[start of Data for the task]
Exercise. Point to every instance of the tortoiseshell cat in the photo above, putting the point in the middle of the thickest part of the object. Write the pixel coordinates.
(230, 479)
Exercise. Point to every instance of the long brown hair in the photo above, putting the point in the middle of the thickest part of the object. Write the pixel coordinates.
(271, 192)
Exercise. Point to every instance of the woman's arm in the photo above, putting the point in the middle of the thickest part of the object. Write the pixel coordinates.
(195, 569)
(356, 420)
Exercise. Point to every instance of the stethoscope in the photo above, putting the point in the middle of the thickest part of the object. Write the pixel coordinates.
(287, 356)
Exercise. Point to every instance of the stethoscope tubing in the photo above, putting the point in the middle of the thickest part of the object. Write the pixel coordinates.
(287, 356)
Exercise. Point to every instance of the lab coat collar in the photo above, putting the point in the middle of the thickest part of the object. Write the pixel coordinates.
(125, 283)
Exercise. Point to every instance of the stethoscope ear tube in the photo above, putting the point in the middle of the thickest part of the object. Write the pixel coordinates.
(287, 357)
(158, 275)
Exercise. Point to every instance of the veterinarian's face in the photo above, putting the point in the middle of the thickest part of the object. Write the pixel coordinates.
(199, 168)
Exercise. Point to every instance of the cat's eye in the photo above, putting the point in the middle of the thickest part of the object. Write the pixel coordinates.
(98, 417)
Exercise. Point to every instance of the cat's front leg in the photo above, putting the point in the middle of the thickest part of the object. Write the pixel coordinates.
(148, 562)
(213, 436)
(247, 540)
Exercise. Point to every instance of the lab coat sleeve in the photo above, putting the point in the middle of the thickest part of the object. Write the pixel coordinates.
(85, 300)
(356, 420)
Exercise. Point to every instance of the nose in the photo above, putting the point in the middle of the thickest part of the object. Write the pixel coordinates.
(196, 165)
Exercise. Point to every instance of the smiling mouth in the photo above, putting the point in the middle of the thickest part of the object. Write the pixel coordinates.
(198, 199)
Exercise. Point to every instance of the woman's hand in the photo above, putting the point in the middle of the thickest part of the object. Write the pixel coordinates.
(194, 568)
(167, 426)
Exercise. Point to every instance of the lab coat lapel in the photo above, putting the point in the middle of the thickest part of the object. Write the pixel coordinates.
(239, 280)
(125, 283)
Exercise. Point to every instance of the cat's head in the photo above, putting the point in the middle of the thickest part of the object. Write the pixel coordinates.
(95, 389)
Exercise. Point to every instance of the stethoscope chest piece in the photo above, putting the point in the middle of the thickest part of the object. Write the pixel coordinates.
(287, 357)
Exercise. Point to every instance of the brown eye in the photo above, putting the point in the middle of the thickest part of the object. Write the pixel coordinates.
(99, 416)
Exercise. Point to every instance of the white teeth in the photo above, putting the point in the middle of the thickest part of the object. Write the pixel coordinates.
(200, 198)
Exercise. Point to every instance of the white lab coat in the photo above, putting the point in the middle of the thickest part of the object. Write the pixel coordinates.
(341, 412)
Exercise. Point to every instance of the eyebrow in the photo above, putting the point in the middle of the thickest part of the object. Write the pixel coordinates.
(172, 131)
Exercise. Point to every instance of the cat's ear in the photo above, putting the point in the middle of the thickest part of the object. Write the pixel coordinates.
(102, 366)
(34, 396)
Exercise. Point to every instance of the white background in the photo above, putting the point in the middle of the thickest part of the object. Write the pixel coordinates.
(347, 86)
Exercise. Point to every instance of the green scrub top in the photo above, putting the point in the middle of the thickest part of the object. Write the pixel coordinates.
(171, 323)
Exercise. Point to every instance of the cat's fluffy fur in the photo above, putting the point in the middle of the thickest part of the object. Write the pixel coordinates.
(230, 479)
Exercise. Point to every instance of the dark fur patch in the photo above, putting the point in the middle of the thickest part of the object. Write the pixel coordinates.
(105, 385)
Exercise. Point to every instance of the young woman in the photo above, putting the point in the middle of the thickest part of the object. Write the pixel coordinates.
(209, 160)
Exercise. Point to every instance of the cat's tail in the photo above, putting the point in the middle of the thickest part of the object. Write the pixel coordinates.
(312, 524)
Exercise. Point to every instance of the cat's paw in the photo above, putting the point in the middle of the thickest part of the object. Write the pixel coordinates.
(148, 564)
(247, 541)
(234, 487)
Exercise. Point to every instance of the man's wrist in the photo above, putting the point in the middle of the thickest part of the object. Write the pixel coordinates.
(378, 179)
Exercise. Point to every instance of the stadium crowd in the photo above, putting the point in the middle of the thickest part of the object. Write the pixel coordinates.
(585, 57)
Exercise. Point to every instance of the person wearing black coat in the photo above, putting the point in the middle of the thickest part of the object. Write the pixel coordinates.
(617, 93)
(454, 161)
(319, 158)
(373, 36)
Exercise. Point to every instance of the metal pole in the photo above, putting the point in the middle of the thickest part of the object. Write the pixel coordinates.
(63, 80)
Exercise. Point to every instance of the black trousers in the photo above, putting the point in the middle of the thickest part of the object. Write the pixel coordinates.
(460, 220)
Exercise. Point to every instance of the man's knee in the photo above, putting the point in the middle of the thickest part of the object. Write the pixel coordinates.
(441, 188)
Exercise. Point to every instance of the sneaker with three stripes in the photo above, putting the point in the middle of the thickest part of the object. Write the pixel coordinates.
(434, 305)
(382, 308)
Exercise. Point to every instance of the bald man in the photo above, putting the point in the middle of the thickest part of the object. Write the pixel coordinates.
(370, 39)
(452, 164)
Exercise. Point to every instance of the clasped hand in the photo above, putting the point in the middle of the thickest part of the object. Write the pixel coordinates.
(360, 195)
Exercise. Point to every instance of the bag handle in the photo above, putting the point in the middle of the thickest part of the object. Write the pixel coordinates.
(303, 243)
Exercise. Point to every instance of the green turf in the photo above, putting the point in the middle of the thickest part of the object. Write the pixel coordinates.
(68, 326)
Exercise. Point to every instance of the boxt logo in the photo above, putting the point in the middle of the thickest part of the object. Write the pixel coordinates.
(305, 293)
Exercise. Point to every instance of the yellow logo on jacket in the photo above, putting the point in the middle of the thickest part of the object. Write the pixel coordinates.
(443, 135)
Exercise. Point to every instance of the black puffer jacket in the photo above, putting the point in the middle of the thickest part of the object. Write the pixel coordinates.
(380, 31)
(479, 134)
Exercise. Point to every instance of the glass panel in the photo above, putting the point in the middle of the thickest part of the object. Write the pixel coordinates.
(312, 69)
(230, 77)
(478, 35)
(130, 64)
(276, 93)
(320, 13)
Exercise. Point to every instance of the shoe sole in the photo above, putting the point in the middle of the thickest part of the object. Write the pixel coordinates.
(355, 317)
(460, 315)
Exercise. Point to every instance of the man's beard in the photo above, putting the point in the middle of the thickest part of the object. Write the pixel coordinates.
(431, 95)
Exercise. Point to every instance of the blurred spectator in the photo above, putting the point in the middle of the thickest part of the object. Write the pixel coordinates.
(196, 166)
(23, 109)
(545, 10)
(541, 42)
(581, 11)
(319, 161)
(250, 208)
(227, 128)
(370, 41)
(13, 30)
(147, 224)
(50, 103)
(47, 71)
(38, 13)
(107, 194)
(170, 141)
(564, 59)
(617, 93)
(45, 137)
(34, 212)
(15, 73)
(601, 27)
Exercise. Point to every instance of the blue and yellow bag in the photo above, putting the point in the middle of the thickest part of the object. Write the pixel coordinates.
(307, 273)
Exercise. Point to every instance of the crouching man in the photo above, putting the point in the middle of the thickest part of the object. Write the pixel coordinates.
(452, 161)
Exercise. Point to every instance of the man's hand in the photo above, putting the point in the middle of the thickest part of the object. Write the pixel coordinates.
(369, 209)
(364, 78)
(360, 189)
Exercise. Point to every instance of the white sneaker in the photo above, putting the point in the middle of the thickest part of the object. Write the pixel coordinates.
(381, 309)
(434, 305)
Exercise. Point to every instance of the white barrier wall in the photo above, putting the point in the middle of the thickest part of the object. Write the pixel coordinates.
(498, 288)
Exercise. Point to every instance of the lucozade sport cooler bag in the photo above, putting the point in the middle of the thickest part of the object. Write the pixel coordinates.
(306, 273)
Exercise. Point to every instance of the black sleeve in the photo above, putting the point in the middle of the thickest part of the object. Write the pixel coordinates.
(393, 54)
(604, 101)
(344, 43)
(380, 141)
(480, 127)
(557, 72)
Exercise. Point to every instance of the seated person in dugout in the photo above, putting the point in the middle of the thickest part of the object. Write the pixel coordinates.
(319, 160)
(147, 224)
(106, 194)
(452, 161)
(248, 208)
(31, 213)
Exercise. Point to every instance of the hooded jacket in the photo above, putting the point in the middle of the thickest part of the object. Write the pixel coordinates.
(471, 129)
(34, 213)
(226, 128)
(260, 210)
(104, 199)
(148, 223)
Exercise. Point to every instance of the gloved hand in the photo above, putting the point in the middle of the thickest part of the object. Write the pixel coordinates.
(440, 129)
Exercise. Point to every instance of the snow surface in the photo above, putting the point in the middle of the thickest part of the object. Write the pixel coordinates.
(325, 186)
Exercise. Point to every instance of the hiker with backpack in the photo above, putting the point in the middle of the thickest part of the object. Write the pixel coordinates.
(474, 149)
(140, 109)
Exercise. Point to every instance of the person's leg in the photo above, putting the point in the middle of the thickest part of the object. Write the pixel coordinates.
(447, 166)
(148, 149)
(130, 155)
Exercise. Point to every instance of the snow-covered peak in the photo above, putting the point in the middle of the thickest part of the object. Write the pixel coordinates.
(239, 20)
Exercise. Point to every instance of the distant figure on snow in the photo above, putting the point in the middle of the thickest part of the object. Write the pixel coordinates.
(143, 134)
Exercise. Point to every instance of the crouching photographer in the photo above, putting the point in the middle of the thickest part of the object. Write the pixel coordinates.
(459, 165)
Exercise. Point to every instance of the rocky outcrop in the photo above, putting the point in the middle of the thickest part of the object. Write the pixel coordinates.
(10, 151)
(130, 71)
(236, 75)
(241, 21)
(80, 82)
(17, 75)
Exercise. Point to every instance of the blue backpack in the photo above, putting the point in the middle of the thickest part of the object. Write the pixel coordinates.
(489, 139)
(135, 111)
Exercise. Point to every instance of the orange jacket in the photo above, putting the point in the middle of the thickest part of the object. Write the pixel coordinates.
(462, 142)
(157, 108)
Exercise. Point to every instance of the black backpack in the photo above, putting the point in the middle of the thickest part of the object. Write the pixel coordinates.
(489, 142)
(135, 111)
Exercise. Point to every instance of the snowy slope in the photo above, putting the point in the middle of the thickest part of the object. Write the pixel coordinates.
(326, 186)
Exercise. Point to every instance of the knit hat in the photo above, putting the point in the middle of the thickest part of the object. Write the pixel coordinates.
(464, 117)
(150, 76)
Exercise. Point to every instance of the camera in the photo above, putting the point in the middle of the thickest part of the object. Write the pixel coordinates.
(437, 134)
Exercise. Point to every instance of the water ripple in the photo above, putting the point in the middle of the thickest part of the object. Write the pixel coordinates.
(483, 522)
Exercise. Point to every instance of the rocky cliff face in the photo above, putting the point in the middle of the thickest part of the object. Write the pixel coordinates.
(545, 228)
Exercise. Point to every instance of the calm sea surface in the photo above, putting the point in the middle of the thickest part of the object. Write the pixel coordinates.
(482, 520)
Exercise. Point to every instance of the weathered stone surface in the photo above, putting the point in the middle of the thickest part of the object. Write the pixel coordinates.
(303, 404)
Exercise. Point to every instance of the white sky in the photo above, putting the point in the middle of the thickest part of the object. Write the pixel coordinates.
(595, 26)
[end of Data for the task]
* _Short task_:
Edit the rows from the line containing "Exercise. Point to every instance of the knit" through the end of the rows, replacing "thickest" with "widest" and leaving everything else unchanged. Give only those lines.

* _Written solution_:
Exercise. Point to every instance of the knit hat in the photo above, putting the point in the middle of the widest part of the object. Write the pixel coordinates.
(464, 117)
(150, 76)
Exercise. Point to every instance of the camera in the photo above, putting the point in the middle of the widest part of the object. Write the pixel coordinates.
(437, 134)
Exercise. Point to every instance of the water ripple in the photo above, putting the point in the middle of the widest part of the object. Write the pixel coordinates.
(483, 522)
Exercise. Point to every instance of the rocky cliff face in the photo above, putting the point in the middle of the widest part of the object. Write the pixel coordinates.
(545, 228)
Exercise. Point to every instance of the calm sea surface in the photo above, putting the point in the middle of the widest part of the object. Write the pixel coordinates.
(482, 520)
Exercise. Point to every instance of the weathered stone surface in the photo above, putting the point in the middle of the widest part of the object. Write the pixel coordinates.
(303, 404)
Exercise. Point to every instance of the white sky in the photo above, putting the point in the middle of the widest part of the object. Write the pixel coordinates.
(595, 26)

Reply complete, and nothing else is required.